Excerpts of pointing data:
-- begin --

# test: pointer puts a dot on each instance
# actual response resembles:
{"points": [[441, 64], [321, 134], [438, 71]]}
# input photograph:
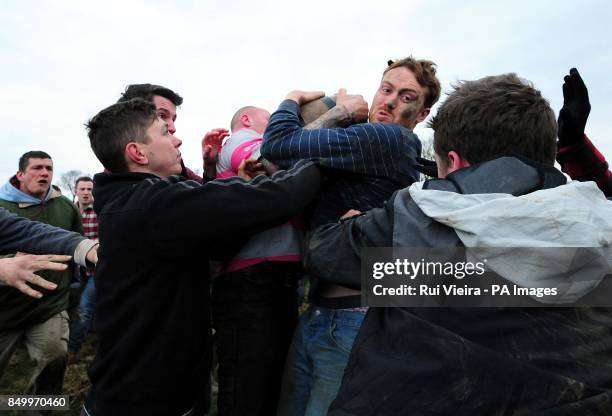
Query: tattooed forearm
{"points": [[337, 116]]}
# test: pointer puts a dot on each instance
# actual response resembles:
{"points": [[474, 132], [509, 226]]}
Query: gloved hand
{"points": [[426, 167], [575, 111]]}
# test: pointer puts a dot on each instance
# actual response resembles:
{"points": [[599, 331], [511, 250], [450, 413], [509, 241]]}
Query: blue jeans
{"points": [[316, 360], [85, 314]]}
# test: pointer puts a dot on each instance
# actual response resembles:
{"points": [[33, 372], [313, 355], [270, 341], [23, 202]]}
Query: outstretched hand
{"points": [[18, 271], [575, 111]]}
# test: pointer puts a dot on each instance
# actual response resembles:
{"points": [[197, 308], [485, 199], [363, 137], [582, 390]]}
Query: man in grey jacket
{"points": [[495, 146]]}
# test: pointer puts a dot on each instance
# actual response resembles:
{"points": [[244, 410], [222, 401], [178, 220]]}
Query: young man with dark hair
{"points": [[166, 101], [495, 142], [43, 322], [365, 163], [158, 232]]}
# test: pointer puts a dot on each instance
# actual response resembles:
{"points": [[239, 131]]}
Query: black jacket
{"points": [[478, 361], [152, 280]]}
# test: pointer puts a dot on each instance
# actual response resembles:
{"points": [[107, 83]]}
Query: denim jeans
{"points": [[254, 316], [81, 326], [316, 360]]}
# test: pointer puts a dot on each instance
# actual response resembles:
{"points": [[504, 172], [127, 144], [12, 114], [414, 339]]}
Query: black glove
{"points": [[575, 111], [426, 167]]}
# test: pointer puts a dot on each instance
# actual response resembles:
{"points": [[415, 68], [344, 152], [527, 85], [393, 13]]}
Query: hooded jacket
{"points": [[152, 281], [16, 309], [443, 361]]}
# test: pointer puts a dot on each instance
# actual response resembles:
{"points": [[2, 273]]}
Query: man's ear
{"points": [[422, 114], [135, 154]]}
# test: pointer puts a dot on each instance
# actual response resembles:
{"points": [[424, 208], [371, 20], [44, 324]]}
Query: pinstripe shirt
{"points": [[364, 163]]}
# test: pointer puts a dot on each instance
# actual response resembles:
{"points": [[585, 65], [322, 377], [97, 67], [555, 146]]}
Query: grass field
{"points": [[76, 383]]}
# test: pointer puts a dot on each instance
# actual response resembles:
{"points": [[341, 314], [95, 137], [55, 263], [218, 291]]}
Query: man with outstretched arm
{"points": [[157, 232]]}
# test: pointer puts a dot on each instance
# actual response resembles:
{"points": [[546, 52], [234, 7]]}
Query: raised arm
{"points": [[20, 234], [187, 218], [369, 149], [577, 156]]}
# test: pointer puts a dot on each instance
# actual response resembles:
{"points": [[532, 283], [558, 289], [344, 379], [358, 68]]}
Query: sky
{"points": [[63, 61]]}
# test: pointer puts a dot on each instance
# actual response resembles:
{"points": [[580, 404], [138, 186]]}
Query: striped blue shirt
{"points": [[364, 163]]}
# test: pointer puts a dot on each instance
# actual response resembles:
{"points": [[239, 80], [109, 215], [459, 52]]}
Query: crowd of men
{"points": [[288, 197]]}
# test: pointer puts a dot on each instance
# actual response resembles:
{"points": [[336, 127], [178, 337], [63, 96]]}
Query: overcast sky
{"points": [[63, 61]]}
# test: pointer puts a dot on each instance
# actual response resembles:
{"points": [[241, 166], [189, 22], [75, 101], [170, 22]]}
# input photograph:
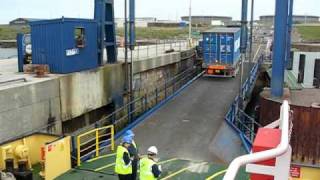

-- end --

Exercise description: Locate each line in the records containing the word "shirt" and copy those lines out. Treat uppercase and lowercase letters as different.

Written solution:
Query: pinstripe shirt
Query: striped blue shirt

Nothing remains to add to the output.